UC Irvine

Carbon-based materials hold exciting prospects for the future of miniaturized electronics, potentially replacing silicon in next generation devices. However, a stronger fundamental understanding of the charge transport phenomena and structure-function relationships is necessary to effectively employ the favorable properties of these materials. To achieve this we sought to develop a precisely defined model system that emulates aromatic, π-stacked organic semiconductors. We first drew inspiration from the nucleobase stacking structure of deoxyribonucleic acid (DNA) in order to take advantage of well-established oligonucleotide synthesis and self-assembly methodologies. We demonstrated the exquisite control offered by these methodologies through implementation in a microfluidic-encapsulated, DNA-modified carbon nanotube field effect transistor (CNT FET) capable of highly sensitive and sequence specific detection of a prototypical DNA binding protein. We then expanded our studies to include perylene-3,4,9,10-tetracarboxylic diimides (PTCDIs), a well-known class of organic materials that have been incorporated within DNA as base surrogates but were generally unstudied in terms of assembly dynamics and kinetics. By examining molecular dynamics simulated and synthetic variants of DNA-PTCDI hybrid systems, we established a foundation for the rational design and construction of precisely defined one-dimensional organic nanowires. We proceeded to prepare a novel class of chemically well-defined PTCDI-based organic semiconductor ensembles that could serve as a platform for investigating the emergent electronic phenomena in organic semiconductor materials. Altogether, our studies hold general relevance for fundamentally understanding structure-function relationships in arbitrary organic materials, nanoscale charge transfer phenomena at device-relevant organic/inorganic interfaces, and electrical conductivity in biological and bioinspired systems.

> Task directions:
Condense the paragraph of the research summary above that begins "Carbon-based materials hold exciting prospects" into a short bulleted list that keeps its main facts.

> Supplied information:

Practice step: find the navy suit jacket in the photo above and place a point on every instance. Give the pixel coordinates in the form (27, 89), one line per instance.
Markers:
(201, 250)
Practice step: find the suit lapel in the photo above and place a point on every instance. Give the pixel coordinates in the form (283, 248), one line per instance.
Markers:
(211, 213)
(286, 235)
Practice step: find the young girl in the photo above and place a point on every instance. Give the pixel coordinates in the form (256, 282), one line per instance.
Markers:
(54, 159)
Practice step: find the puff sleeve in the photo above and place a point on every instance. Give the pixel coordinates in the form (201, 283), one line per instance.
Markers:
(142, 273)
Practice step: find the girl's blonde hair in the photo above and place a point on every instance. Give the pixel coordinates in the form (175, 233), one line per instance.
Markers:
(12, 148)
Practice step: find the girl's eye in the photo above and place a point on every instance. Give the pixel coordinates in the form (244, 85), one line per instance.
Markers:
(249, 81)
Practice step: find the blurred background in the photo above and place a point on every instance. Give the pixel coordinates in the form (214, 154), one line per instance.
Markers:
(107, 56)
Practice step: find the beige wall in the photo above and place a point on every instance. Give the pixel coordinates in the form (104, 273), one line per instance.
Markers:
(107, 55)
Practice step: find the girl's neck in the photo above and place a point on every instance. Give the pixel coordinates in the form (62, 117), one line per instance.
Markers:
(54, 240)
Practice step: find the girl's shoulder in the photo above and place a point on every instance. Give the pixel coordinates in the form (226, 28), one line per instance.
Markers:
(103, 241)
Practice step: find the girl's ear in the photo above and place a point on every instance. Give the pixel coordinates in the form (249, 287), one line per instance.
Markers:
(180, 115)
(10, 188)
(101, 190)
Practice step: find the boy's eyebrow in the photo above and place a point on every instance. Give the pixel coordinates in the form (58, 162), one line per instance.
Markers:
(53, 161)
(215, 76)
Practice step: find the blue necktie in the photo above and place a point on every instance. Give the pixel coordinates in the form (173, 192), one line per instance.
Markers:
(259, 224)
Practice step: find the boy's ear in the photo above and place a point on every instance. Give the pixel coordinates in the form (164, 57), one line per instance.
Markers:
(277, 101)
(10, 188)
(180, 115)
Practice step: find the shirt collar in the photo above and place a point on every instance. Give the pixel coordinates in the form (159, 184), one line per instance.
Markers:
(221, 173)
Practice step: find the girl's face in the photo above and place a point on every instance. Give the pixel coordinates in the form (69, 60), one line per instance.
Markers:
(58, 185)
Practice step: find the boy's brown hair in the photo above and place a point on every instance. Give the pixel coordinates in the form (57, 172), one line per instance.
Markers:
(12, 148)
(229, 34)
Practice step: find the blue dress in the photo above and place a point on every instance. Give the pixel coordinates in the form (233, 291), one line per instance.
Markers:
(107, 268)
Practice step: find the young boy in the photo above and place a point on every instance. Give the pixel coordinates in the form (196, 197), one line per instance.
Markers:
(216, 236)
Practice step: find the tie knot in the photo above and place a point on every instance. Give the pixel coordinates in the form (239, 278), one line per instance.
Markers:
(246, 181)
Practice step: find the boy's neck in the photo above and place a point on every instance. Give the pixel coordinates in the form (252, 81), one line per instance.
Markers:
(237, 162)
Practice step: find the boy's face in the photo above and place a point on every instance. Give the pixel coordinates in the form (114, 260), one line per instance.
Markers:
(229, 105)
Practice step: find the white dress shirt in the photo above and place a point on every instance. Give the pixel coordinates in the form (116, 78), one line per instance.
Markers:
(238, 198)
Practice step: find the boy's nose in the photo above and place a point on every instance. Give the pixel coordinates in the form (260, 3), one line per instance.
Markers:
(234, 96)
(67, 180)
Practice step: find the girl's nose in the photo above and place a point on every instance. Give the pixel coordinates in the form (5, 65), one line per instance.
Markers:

> Result for this exercise:
- Carbon-based materials could replace silicon in next-generation miniaturized electronics, but using them well requires a better understanding of charge transport and structure-function relationships.
- The goal was a precisely defined model system that emulates aromatic, π-stacked organic semiconductors.
- The work began with DNA's nucleobase stacking, using established oligonucleotide synthesis and self-assembly methods.
- These methods were applied in a microfluidic-encapsulated, DNA-modified carbon nanotube field effect transistor (CNT FET) that detected a prototypical DNA binding protein with high sensitivity and sequence specificity.
- The studies then expanded to perylene-3,4,9,10-tetracarboxylic diimides (PTCDIs), organic materials previously used as DNA base surrogates whose assembly dynamics and kinetics had been generally unstudied.
- Molecular dynamics simulations and synthetic variants of DNA-PTCDI hybrids laid a foundation for rationally designing precisely defined one-dimensional organic nanowires.
- A new class of chemically well-defined PTCDI-based organic semiconductor ensembles was prepared as a platform for studying emergent electronic phenomena.
- The findings bear on structure-function relationships in organic materials, on nanoscale charge transfer at organic/inorganic interfaces, and on electrical conductivity in biological and bioinspired systems.